→ **Activity**
From the listing below, work out the number of lines containing "woman" and give that number without comment.
=== Section Start ===
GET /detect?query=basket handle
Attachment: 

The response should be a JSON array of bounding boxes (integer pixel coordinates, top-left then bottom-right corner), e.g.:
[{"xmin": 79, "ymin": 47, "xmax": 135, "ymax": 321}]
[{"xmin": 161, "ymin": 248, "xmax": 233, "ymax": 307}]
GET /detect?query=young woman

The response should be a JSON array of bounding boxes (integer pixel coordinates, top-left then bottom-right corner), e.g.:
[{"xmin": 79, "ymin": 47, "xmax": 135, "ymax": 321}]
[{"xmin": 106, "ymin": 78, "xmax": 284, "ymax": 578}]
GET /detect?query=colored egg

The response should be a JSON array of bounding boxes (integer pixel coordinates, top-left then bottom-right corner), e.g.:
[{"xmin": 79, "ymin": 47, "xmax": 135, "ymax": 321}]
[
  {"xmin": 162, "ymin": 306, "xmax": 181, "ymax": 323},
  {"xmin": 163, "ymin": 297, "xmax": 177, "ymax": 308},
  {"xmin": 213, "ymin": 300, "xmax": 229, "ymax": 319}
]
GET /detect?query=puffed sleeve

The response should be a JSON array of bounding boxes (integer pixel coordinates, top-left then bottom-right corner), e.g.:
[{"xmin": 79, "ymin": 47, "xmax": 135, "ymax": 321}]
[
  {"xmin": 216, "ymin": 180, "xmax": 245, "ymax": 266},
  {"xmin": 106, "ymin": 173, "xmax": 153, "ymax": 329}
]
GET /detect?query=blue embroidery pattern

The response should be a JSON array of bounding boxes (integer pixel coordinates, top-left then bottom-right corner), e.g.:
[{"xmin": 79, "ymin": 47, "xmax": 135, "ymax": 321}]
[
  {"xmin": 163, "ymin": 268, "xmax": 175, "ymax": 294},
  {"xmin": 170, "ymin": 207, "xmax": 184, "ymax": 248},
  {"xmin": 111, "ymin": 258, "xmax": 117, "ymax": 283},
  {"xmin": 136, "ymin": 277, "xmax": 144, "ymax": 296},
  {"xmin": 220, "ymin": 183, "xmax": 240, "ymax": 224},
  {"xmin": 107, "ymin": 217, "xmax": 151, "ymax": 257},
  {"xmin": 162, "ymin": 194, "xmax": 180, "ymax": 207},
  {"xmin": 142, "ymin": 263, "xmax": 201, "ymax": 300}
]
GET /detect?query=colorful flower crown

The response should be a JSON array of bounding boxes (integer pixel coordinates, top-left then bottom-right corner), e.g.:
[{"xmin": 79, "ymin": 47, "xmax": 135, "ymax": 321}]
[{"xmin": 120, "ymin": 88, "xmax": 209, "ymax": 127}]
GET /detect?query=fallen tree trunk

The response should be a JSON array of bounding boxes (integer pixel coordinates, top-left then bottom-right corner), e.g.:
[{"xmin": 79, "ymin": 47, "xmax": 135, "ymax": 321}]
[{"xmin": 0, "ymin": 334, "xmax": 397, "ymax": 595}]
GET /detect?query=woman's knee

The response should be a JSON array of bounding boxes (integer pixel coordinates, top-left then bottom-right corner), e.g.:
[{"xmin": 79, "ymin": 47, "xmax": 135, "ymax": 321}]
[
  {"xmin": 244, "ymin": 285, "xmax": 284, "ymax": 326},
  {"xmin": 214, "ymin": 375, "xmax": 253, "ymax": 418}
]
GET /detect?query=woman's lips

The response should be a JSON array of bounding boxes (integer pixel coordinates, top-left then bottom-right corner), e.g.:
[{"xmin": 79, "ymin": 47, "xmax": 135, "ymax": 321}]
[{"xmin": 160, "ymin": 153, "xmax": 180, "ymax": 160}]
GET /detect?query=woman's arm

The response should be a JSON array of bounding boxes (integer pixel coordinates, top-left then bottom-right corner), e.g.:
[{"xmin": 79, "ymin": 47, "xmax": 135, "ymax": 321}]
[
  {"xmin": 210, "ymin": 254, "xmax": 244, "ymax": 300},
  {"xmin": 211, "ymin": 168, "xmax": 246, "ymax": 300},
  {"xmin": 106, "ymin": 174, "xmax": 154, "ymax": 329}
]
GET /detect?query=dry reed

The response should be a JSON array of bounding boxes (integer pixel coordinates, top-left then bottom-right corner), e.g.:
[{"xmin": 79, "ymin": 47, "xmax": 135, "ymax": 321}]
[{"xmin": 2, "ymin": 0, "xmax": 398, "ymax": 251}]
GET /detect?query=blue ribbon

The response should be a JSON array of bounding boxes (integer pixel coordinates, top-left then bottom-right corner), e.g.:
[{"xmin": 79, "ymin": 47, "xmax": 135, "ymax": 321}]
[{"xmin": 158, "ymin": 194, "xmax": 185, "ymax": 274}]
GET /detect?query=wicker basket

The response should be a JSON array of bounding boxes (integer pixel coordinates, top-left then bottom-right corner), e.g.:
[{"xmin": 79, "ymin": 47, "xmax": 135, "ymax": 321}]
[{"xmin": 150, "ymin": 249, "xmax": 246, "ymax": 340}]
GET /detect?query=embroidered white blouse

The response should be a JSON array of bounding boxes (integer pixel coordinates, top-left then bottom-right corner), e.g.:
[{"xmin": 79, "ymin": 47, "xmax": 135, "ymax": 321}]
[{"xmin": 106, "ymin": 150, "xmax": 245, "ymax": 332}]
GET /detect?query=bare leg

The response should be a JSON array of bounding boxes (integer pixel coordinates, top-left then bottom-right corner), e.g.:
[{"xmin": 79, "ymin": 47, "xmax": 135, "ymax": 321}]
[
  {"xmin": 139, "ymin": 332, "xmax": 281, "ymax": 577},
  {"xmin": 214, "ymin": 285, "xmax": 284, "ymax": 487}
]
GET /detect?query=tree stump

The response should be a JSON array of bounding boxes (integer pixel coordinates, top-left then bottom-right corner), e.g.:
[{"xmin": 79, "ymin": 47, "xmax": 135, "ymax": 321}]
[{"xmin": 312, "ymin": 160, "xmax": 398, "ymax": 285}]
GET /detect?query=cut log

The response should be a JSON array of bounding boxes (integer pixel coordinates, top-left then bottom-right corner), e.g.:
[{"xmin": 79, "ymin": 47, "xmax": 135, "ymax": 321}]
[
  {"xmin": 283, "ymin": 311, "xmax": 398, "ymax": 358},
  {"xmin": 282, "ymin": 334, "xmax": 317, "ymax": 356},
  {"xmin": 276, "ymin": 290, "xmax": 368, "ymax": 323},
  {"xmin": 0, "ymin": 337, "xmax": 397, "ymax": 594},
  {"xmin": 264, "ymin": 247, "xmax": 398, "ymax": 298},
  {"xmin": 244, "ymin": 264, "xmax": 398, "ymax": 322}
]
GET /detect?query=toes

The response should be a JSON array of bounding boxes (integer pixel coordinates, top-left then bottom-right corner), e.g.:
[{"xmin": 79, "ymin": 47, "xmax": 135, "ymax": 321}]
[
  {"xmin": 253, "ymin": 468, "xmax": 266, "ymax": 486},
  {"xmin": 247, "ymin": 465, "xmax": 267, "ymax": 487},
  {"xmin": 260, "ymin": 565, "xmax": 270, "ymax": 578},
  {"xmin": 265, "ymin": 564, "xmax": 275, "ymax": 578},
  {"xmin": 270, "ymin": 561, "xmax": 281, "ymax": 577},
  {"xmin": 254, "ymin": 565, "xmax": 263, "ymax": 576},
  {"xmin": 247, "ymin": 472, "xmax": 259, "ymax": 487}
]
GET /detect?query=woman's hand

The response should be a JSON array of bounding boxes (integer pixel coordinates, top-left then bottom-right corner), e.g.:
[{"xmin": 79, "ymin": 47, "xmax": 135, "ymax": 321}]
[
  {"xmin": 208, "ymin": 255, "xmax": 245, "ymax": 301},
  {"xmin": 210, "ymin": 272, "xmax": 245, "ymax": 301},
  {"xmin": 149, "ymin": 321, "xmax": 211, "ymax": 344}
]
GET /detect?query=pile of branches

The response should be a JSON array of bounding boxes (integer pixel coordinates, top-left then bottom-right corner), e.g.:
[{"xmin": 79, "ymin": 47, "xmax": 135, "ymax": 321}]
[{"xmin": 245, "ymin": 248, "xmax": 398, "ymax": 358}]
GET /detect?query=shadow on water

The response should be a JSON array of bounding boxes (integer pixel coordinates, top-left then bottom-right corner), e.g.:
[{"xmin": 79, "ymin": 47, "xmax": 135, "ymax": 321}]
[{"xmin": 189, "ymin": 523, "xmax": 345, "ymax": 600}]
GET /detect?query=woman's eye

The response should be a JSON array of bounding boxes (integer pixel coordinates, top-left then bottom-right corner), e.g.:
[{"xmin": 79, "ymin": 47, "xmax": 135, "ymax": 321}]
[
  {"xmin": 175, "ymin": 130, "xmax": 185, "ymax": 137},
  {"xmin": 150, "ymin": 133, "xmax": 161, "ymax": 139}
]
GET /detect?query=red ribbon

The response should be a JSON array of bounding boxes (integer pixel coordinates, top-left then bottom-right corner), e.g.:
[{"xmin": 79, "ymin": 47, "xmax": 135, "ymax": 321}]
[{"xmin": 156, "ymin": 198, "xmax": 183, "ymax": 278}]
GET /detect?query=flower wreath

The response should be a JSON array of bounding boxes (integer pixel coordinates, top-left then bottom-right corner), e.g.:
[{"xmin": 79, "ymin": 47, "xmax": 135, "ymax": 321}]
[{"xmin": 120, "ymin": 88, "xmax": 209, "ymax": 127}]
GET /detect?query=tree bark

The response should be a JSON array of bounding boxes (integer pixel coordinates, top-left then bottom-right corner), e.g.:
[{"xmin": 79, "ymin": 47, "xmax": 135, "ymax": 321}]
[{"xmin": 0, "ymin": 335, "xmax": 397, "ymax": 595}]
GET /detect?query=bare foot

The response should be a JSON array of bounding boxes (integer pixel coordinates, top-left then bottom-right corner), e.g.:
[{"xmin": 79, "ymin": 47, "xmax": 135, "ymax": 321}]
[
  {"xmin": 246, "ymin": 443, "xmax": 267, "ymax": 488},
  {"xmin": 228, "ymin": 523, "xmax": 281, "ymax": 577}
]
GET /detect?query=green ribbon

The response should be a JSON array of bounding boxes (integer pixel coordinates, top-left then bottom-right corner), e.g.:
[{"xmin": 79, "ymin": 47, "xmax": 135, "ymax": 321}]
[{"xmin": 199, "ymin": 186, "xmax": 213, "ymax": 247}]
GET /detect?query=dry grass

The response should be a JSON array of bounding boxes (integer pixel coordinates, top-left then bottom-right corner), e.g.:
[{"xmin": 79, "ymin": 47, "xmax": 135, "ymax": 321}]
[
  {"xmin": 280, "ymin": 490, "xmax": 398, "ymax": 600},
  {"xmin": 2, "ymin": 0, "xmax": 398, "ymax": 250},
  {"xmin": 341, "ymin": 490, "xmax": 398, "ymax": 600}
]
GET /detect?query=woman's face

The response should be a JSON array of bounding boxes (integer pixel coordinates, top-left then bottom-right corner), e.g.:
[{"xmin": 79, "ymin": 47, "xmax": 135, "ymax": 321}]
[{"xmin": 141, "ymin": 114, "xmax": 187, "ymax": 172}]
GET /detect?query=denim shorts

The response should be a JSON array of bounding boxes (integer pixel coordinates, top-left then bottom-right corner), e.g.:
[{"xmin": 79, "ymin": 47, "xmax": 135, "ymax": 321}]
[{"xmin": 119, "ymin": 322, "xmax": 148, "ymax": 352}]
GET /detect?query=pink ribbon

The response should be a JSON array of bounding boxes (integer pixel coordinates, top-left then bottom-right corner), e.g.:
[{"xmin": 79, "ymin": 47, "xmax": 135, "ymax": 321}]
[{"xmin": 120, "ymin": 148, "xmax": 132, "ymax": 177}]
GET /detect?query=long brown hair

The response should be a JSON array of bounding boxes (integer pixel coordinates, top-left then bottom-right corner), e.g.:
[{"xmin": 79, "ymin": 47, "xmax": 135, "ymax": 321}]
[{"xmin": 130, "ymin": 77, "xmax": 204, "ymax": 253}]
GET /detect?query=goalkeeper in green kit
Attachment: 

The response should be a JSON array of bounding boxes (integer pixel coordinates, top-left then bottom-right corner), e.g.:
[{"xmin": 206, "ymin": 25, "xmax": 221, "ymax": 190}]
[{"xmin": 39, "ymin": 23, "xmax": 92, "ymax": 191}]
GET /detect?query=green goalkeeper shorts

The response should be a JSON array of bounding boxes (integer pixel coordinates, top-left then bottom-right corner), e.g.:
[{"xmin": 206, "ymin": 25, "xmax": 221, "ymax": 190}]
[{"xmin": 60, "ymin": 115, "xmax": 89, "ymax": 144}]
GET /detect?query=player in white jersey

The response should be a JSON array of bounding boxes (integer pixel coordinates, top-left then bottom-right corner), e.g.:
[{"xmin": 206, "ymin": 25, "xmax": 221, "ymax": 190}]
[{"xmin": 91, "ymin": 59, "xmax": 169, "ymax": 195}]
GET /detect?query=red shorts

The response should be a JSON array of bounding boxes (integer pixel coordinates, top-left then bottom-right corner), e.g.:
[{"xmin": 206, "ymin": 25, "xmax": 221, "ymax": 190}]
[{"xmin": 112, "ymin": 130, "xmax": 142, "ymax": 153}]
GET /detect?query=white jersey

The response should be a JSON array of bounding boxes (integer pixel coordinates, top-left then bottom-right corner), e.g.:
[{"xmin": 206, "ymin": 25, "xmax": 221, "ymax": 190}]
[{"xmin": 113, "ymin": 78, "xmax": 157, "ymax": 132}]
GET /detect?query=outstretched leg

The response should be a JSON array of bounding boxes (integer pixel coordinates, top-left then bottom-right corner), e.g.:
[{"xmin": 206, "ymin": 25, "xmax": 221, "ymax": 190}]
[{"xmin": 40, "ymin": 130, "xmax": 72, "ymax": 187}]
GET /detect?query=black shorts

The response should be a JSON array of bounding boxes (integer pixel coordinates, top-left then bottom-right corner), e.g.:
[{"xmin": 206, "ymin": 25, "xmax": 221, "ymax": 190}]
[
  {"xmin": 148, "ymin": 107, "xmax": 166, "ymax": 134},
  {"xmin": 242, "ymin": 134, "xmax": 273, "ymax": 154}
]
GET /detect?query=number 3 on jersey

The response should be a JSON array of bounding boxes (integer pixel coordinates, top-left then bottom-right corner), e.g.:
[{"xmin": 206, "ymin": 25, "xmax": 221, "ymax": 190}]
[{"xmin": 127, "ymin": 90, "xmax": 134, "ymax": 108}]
=== Section End ===
→ **Answer to this problem**
7